[Collected data entries]
________________________
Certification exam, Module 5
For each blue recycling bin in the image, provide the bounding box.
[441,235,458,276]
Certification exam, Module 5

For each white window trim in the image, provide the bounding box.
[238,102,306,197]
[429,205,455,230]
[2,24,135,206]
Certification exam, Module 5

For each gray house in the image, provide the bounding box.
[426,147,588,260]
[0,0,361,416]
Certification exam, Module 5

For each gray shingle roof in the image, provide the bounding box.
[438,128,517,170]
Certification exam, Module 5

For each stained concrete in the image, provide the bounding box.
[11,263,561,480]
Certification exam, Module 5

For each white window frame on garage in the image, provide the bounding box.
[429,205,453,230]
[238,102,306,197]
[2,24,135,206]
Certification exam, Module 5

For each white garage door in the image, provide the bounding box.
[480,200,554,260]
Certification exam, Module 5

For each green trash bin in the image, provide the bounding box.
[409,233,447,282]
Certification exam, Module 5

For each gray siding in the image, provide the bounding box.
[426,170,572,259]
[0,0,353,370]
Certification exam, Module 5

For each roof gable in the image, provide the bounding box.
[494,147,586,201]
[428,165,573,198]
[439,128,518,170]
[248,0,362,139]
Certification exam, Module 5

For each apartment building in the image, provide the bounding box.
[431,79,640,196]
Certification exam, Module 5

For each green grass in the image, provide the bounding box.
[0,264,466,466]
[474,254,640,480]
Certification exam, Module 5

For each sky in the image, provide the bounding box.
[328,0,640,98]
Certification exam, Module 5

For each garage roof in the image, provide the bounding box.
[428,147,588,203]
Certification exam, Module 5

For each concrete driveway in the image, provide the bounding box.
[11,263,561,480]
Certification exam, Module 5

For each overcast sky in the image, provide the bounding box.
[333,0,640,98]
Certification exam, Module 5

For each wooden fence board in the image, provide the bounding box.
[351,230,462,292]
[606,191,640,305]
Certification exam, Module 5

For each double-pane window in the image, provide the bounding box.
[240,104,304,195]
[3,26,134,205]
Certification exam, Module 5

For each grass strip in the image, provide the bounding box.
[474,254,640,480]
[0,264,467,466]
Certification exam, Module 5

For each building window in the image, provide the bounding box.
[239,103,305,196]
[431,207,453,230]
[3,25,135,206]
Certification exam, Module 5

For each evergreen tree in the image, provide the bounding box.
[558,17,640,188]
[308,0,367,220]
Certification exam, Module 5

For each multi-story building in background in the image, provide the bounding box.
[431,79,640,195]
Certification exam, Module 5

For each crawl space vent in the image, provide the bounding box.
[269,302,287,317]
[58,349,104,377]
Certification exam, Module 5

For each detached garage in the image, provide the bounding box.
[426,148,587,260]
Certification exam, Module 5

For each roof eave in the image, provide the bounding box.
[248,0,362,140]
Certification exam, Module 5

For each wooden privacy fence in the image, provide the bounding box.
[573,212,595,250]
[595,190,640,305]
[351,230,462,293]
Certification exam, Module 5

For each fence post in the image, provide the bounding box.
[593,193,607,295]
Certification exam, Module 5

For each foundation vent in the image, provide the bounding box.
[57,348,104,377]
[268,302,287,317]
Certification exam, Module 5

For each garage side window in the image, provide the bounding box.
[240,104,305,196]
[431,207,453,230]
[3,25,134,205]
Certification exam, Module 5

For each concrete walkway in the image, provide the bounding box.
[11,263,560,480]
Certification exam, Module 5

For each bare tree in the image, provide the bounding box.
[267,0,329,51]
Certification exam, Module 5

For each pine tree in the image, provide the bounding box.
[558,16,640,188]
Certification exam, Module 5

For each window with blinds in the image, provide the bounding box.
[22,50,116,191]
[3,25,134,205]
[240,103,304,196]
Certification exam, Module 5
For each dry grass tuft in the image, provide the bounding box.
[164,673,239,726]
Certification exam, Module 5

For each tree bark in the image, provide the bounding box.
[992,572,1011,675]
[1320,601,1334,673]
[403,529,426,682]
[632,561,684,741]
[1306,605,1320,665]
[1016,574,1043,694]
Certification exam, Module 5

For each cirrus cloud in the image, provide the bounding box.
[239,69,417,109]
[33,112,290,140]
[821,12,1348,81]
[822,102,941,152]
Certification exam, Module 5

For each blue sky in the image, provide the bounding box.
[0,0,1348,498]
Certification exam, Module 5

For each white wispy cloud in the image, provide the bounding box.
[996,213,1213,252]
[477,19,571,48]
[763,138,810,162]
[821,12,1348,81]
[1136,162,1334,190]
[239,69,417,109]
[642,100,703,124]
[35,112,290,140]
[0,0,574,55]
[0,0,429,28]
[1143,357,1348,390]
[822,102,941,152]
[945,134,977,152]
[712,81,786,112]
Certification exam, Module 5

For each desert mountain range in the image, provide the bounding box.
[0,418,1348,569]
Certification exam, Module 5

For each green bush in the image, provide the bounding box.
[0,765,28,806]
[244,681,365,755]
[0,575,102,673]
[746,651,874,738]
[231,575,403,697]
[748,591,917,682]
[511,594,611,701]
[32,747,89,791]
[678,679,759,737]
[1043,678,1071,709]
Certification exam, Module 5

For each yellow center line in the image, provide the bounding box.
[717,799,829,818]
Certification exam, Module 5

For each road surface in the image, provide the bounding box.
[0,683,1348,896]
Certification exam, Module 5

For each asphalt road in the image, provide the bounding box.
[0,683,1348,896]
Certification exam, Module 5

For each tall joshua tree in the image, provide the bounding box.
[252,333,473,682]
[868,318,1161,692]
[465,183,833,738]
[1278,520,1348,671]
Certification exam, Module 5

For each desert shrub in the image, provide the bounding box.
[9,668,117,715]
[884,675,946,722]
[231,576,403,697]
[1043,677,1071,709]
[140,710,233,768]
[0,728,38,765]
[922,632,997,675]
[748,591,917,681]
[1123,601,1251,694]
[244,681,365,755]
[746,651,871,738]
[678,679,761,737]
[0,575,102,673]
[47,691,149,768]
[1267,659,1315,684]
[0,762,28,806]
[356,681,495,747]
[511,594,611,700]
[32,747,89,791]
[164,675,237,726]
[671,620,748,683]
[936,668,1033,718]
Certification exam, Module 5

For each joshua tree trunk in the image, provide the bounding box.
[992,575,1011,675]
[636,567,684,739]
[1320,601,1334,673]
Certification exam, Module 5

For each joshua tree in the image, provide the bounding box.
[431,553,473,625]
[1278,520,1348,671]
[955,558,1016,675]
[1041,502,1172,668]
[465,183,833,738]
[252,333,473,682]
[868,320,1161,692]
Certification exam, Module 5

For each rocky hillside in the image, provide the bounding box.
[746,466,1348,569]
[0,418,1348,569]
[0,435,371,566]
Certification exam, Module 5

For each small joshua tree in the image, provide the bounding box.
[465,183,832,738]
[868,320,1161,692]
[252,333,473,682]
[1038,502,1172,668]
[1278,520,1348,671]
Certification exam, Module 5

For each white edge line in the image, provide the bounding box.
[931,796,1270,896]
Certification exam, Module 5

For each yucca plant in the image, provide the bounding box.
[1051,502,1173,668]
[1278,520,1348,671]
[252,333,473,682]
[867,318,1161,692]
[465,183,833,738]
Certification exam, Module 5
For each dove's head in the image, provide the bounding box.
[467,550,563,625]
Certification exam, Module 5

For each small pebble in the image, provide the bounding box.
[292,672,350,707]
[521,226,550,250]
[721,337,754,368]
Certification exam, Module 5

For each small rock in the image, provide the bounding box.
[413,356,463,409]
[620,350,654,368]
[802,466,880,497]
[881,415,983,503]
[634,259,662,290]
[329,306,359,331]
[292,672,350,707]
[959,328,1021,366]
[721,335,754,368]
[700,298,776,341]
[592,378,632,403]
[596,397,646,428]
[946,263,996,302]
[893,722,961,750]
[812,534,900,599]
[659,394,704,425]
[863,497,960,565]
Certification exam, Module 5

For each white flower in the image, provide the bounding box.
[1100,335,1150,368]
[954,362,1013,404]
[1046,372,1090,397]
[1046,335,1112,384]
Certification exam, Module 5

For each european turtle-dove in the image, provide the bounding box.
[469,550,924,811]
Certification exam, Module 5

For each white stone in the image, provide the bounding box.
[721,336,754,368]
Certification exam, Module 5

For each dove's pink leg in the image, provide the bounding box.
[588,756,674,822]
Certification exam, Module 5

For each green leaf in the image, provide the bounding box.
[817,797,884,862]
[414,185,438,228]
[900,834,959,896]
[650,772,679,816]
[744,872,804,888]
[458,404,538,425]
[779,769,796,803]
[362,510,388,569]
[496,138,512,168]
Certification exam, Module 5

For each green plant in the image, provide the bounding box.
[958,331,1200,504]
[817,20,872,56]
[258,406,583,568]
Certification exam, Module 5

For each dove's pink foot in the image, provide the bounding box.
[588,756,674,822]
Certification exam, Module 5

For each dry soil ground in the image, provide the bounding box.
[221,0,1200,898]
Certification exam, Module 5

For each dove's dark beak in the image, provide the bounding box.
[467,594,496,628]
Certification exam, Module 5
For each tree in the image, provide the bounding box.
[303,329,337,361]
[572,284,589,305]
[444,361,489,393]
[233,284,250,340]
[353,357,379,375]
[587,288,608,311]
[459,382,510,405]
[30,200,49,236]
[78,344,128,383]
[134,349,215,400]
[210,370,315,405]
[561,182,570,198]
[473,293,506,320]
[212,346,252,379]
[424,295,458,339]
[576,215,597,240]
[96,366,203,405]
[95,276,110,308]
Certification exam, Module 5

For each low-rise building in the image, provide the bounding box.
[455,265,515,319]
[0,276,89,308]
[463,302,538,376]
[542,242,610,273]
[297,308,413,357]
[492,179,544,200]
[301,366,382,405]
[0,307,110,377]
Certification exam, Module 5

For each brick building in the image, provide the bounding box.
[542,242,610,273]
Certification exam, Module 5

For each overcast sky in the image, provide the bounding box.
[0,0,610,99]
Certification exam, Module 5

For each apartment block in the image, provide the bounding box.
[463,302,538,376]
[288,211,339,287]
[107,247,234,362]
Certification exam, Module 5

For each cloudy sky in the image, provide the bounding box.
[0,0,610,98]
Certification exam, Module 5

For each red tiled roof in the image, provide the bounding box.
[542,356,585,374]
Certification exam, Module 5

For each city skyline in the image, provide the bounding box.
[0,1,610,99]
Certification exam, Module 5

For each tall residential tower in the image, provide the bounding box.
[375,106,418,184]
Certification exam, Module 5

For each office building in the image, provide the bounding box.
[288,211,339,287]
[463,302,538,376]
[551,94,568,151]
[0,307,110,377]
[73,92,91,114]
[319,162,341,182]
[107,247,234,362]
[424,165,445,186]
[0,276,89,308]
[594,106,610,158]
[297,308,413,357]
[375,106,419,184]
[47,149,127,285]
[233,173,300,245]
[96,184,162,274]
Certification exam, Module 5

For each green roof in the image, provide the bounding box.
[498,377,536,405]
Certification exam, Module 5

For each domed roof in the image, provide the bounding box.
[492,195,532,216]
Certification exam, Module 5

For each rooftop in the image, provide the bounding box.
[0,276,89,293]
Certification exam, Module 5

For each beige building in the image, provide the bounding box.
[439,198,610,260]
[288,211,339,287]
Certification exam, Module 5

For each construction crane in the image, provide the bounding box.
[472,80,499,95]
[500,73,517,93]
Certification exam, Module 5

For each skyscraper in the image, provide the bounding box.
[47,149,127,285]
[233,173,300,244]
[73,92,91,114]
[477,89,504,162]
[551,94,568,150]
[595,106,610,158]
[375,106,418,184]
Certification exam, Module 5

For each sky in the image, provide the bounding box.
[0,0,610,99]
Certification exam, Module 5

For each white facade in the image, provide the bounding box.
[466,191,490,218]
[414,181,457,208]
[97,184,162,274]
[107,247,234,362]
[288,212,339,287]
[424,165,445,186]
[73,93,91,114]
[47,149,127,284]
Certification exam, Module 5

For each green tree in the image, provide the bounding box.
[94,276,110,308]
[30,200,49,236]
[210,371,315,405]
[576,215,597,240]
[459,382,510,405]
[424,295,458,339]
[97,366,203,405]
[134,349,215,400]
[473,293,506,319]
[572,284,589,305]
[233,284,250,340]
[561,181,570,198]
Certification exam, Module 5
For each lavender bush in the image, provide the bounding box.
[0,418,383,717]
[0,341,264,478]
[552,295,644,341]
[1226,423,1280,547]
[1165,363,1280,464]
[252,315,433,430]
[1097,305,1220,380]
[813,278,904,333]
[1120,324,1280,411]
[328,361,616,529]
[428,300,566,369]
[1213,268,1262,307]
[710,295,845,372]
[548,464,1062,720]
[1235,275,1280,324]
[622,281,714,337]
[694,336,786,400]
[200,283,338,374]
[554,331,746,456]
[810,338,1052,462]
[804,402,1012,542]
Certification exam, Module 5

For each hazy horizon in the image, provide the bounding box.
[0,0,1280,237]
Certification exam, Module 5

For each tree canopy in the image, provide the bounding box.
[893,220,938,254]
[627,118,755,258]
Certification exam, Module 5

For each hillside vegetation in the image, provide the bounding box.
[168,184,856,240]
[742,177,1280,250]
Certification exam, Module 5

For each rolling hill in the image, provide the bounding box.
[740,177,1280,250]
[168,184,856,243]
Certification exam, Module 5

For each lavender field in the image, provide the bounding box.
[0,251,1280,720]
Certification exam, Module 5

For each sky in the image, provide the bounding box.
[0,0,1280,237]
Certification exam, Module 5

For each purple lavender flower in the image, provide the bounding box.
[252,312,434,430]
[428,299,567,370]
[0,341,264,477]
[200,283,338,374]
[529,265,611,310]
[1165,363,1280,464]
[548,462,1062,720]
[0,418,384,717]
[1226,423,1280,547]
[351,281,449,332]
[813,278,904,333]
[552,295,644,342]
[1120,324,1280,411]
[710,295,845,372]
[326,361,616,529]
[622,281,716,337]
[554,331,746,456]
________________________
## WHAT IS ASKED
Pull out every line in the rows above that contains the word "bush", and list those lines in order.

## OUTPUT OF THE EXERCISE
For each green bush in the image, provide the bounding box.
For each lavender bush in the image, provide the bounding box.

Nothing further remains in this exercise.